(Some records)
● ● ●

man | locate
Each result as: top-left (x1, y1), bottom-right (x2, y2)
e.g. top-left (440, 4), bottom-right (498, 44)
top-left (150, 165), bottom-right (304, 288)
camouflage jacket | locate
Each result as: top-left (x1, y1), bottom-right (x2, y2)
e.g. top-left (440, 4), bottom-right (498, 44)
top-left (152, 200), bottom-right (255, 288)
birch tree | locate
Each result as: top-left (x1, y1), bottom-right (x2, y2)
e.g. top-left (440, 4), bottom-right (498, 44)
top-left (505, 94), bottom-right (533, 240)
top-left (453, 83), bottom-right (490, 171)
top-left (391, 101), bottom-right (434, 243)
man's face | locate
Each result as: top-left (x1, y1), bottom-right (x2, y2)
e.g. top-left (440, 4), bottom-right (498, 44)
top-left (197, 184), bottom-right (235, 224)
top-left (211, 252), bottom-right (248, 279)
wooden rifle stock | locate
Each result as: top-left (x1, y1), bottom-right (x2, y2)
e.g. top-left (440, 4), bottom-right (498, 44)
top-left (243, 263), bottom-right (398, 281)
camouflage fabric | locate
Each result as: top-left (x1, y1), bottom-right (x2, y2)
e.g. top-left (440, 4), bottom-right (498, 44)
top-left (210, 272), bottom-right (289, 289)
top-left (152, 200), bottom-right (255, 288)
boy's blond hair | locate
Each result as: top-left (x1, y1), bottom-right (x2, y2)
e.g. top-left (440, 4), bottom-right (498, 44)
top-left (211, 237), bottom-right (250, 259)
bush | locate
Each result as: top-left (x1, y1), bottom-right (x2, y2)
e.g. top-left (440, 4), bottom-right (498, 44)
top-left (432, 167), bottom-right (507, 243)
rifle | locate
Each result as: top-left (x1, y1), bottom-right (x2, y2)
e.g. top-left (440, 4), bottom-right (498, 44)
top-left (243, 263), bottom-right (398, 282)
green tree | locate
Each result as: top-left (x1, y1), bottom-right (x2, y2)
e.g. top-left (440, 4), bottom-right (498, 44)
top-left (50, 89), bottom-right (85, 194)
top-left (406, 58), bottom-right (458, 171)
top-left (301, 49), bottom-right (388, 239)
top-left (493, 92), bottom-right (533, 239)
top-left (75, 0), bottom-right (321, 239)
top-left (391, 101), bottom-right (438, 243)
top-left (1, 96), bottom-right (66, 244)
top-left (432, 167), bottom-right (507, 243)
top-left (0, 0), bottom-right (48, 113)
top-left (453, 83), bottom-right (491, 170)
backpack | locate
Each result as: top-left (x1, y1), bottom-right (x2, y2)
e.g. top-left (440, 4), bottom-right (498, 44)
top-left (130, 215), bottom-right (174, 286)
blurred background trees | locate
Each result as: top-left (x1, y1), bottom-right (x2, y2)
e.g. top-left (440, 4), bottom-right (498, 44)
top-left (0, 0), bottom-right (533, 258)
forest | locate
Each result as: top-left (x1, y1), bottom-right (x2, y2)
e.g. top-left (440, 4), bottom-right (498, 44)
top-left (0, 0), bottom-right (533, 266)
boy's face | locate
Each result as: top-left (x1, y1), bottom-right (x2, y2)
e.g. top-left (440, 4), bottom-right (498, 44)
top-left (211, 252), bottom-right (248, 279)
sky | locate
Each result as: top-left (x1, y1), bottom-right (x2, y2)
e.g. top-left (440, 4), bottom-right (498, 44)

● ● ●

▶ _OBJECTIVE_: Copy out the records above line for line, without changing anything.

▶ _WRITTEN RESPONSE_:
man | locate
Each result as: top-left (x1, y1), bottom-right (x2, y2)
e.g. top-left (440, 4), bottom-right (498, 44)
top-left (150, 165), bottom-right (304, 288)
camouflage jacket | locate
Each result as: top-left (x1, y1), bottom-right (x2, y2)
e.g. top-left (440, 4), bottom-right (498, 44)
top-left (152, 200), bottom-right (255, 288)
birch tree | locate
Each result as: top-left (x1, y1), bottom-right (x2, y2)
e.g. top-left (440, 4), bottom-right (498, 44)
top-left (505, 94), bottom-right (533, 240)
top-left (453, 83), bottom-right (490, 171)
top-left (391, 101), bottom-right (434, 243)
man's face | locate
Each result as: top-left (x1, y1), bottom-right (x2, y2)
e.g. top-left (440, 4), bottom-right (498, 44)
top-left (197, 184), bottom-right (235, 224)
top-left (211, 252), bottom-right (248, 279)
wooden rifle stock | locate
Each result as: top-left (x1, y1), bottom-right (x2, y2)
e.g. top-left (440, 4), bottom-right (498, 44)
top-left (243, 263), bottom-right (398, 281)
camouflage fabric | locate
Each result as: top-left (x1, y1), bottom-right (x2, y2)
e.g. top-left (440, 4), bottom-right (498, 44)
top-left (210, 272), bottom-right (289, 289)
top-left (152, 200), bottom-right (255, 288)
boy's blond hair | locate
Each result as: top-left (x1, y1), bottom-right (x2, y2)
e.g. top-left (440, 4), bottom-right (498, 44)
top-left (211, 237), bottom-right (250, 259)
bush | locate
Each result as: top-left (x1, y1), bottom-right (x2, y2)
e.g. top-left (440, 4), bottom-right (498, 44)
top-left (432, 167), bottom-right (507, 243)
rifle | locate
Each result as: top-left (x1, y1), bottom-right (x2, y2)
e.g. top-left (440, 4), bottom-right (498, 44)
top-left (243, 263), bottom-right (398, 282)
green tree | locate
Each result as: top-left (x1, y1), bottom-right (x2, y2)
e.g. top-left (440, 4), bottom-right (498, 44)
top-left (50, 89), bottom-right (85, 194)
top-left (406, 58), bottom-right (458, 171)
top-left (301, 49), bottom-right (388, 239)
top-left (493, 92), bottom-right (533, 239)
top-left (75, 0), bottom-right (321, 239)
top-left (391, 101), bottom-right (438, 243)
top-left (1, 96), bottom-right (66, 244)
top-left (432, 167), bottom-right (507, 243)
top-left (0, 0), bottom-right (48, 113)
top-left (453, 83), bottom-right (491, 170)
backpack | locate
Each result as: top-left (x1, y1), bottom-right (x2, y2)
e.g. top-left (440, 4), bottom-right (498, 44)
top-left (130, 215), bottom-right (174, 286)
blurred background trees | locate
Each result as: top-left (x1, y1), bottom-right (x2, y2)
e.g. top-left (440, 4), bottom-right (498, 44)
top-left (0, 0), bottom-right (533, 258)
forest | locate
Each result as: top-left (x1, y1), bottom-right (x2, y2)
e.g. top-left (440, 4), bottom-right (498, 44)
top-left (0, 0), bottom-right (533, 266)
boy's face | locate
Each result as: top-left (x1, y1), bottom-right (x2, y2)
e.g. top-left (440, 4), bottom-right (498, 44)
top-left (211, 252), bottom-right (248, 279)
sky | locate
Each result as: top-left (x1, y1), bottom-right (x2, y2)
e.g. top-left (440, 4), bottom-right (498, 44)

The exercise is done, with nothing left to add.